Extrait
....
Depuis sa création, l'état hébreu est engagé dans une course-poursuite avec ses adversaires. Finirait-il par la perdre ? Jérusalem en a tant vu dans son histoire...

 

La ville blanche se détache sur un ciel limpide. En face, le soleil illumine le mont des Oliviers, le jardin de Gethsémani, le cimetière juif, le mont du Temple et la mosquée du Dôme du Rocher. Plus bas, les murailles, les portes, les ruelles se succèdent par paliers successifs. Sur une terrasse nue qui domine ce décor biblique, un groupe de soldats est assis en demi-cercle, garçons et filles, détendus et attentifs, le fusil d’assaut et les chargeurs sur les jambes. Devant eux, debout, une fille en pantalon et tee-shirt, à peine plus âgée : elle seule parle, le doigt en avant, insistante, démonstrative. Elle a tout de l’instructeur, si ce n’est qu’elle ne porte aucun insigne de grade. Leçon de contre-guérilla urbaine, de tactique en milieu hostile ? Pas du tout ; elle donne un cours d’histoire – la Bible, Jérusalem, le peuple juif ; elle dit ce que sont ces murs, ces églises, ces mosquées, ces synagogues, bref, ces quartiers de la vieille ville.

La scène se répète ainsi, de place en place et de groupe en groupe, le matin comme le soir, avec d’autres instructeurs. Séance obligatoire et renouvelée durant le service militaire. Là on n’apprend pas à faire la guerre, mais à comprendre pourquoi cette ville de Jérusalem, aujourd’hui si prospère, si animée, si propre, fut le théâtre de tant d’atroces et sanglants épisodes – et pourquoi, malgré l’apparente insouciance de ces soldats de 20 ans, ce n’est peut-être pas fini.

Michel Gurfinkiel, que les lecteurs de Valeurs actuelles connaissent depuis trente-sept ans, publie un essai au titre volontairement provocant, Israël peut-il survivre ?, dans lequel il passe minutieusement en revue toutes les pièces du procès fait et refait au peuple juif et à l’État d’Israël, sous les angles historique, démographique, stratégique, diplomatique… Et dans la langue admirable qu’on lui connaît.
....
Données

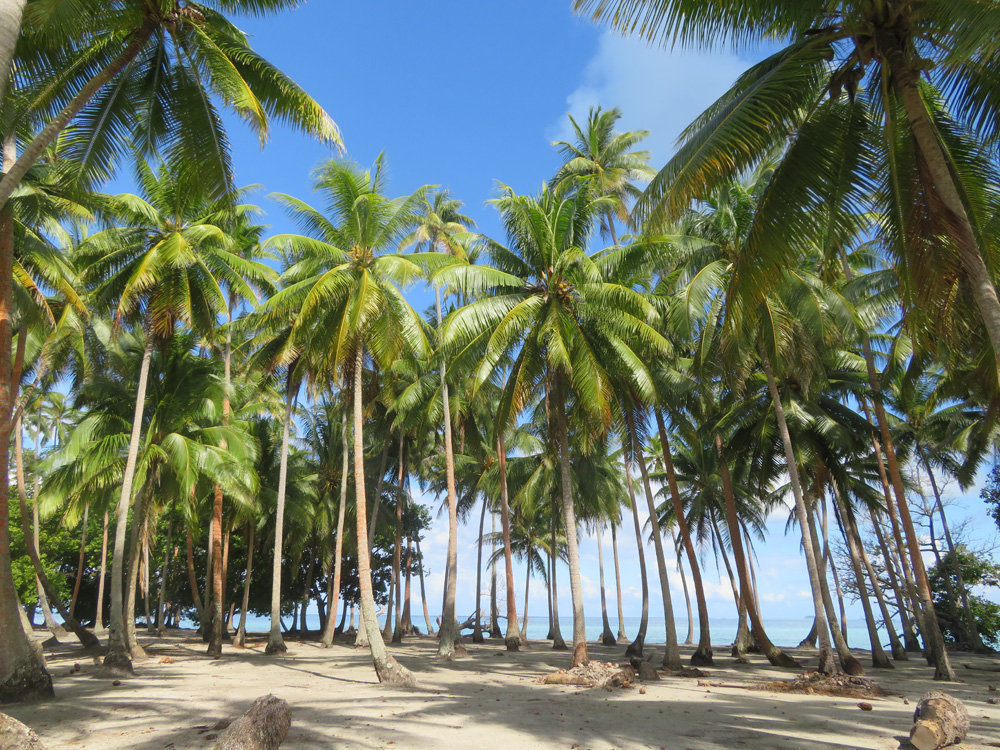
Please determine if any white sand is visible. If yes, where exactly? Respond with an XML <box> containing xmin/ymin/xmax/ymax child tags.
<box><xmin>2</xmin><ymin>632</ymin><xmax>1000</xmax><ymax>750</ymax></box>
....
Consigne
Mets à jour le passage de l'extrait qui va de "Depuis sa création, l'état" jusqu'à "dans son histoire..." inclus : recopie-le en remplaçant "adversaires" par "ennemis".

Résultat
Depuis sa création, l'état hébreu est engagé dans une course-poursuite avec ses ennemis. Finirait-il par la perdre ? Jérusalem en a tant vu dans son histoire...